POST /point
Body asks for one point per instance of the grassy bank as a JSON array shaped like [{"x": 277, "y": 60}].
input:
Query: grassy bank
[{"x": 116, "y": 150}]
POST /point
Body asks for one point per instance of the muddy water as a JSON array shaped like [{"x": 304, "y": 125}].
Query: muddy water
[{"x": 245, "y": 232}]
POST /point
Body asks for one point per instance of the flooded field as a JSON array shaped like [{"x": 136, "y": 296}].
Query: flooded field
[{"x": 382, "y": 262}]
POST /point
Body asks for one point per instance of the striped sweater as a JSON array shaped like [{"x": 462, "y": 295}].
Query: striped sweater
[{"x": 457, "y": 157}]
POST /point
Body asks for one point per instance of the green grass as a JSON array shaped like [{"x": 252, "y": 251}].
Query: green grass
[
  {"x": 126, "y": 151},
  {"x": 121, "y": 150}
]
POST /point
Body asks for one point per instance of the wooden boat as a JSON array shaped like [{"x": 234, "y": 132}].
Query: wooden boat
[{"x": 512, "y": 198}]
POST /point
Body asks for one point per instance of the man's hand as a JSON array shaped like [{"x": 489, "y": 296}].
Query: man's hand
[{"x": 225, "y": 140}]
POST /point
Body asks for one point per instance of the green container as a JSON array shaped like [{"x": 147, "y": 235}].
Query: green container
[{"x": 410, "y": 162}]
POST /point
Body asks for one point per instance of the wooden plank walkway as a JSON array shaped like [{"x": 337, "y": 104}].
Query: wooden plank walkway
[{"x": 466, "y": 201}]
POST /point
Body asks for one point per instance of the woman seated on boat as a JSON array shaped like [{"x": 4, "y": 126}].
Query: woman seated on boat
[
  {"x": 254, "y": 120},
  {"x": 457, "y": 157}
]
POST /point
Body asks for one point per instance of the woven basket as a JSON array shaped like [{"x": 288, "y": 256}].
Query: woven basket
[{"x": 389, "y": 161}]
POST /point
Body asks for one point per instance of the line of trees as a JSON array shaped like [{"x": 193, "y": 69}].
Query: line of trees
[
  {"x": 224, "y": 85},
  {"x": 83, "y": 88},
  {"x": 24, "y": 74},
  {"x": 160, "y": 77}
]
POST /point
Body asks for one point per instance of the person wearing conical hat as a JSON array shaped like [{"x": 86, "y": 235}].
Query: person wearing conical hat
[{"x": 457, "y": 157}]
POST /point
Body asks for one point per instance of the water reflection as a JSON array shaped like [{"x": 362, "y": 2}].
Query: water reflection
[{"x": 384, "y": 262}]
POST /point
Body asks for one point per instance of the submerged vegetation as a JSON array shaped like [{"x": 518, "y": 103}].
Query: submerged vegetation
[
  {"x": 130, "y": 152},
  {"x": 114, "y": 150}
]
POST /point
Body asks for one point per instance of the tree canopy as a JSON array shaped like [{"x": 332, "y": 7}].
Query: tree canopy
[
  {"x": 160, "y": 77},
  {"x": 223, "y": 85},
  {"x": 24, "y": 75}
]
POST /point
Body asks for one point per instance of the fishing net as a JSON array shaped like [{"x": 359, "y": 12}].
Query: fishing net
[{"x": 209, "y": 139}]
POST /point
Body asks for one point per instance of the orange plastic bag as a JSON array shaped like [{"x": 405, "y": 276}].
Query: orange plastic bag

- **WHAT YOU NEED TO DO**: Set down the listing again, exactly.

- **RESPONSE AREA**:
POST /point
Body asks for one point per instance of the grassy bank as a JSON array shaped like [{"x": 277, "y": 60}].
input:
Query: grassy bank
[{"x": 116, "y": 150}]
POST /point
Body asks for one point per instance of the muddy water as a JSON array shaped like [{"x": 304, "y": 125}].
Query: muddy water
[{"x": 245, "y": 232}]
POST /point
Body asks for one point per instance of the flooded field as a JSON array shaped like [{"x": 136, "y": 296}].
Query: flooded field
[{"x": 382, "y": 262}]
POST /point
Body asks for one point per instance of the striped sweater as a JSON array shaped like [{"x": 462, "y": 295}].
Query: striped sweater
[{"x": 457, "y": 157}]
POST /point
Body asks for one point per instance of the green grass as a JSON array shaped like [{"x": 252, "y": 251}].
Query: green grass
[
  {"x": 126, "y": 151},
  {"x": 121, "y": 150}
]
POST /point
Body asks for one point per instance of the wooden boat as a JSON array shaped like [{"x": 234, "y": 132}].
Query: wooden boat
[{"x": 512, "y": 198}]
POST /point
Body asks for one point per instance of the man's hand as a JSON array shaped like [{"x": 489, "y": 296}].
Query: man's hand
[{"x": 225, "y": 140}]
POST /point
Body asks for one point per instance of the green container as a JSON array shaped like [{"x": 147, "y": 235}].
Query: green container
[{"x": 410, "y": 162}]
POST /point
Body asks for one point per instance of the wooden plank walkway as a JSON array shaped like [{"x": 337, "y": 104}].
Query: wooden plank walkway
[{"x": 466, "y": 201}]
POST /point
Body asks for one point per instance of the woman seated on boat as a JSON array shaped like [{"x": 4, "y": 126}].
Query: woman seated on boat
[
  {"x": 254, "y": 120},
  {"x": 457, "y": 157}
]
POST /point
Body asks for one point per instance of the woven basket as a JSON array shaped like [{"x": 288, "y": 256}].
Query: woven basket
[{"x": 389, "y": 161}]
POST /point
Body asks for one point per instance of the line of trees as a JSON array shaped like [{"x": 193, "y": 69}].
Query: line of trees
[
  {"x": 224, "y": 85},
  {"x": 83, "y": 88},
  {"x": 24, "y": 74},
  {"x": 160, "y": 77}
]
POST /point
Body asks for one point per instance of the person wearing conical hat as a JSON array shaped like [{"x": 86, "y": 235}].
Query: person wearing conical hat
[{"x": 457, "y": 157}]
POST /point
Body asks for one point per instance of the water reflection as a JSON array shaped like [{"x": 362, "y": 2}].
Query: water reflection
[{"x": 384, "y": 262}]
POST /point
Body asks for one point per instance of the submerged vegetation as a JSON array shaped like [{"x": 518, "y": 103}].
Query: submerged vegetation
[
  {"x": 130, "y": 152},
  {"x": 114, "y": 150}
]
POST /point
Body asks for one point per instance of the tree canopy as a JSON array shaped like [{"x": 332, "y": 7}].
Query: tree canopy
[
  {"x": 160, "y": 77},
  {"x": 223, "y": 85},
  {"x": 24, "y": 75}
]
POST /point
Body asks for one point per instance of the fishing net as a JSON array shaped like [{"x": 359, "y": 12}].
Query: fishing net
[{"x": 209, "y": 139}]
POST /point
Body asks for one point per instance of the orange plastic bag as a JSON array shaped like [{"x": 405, "y": 276}].
Query: orange plastic bag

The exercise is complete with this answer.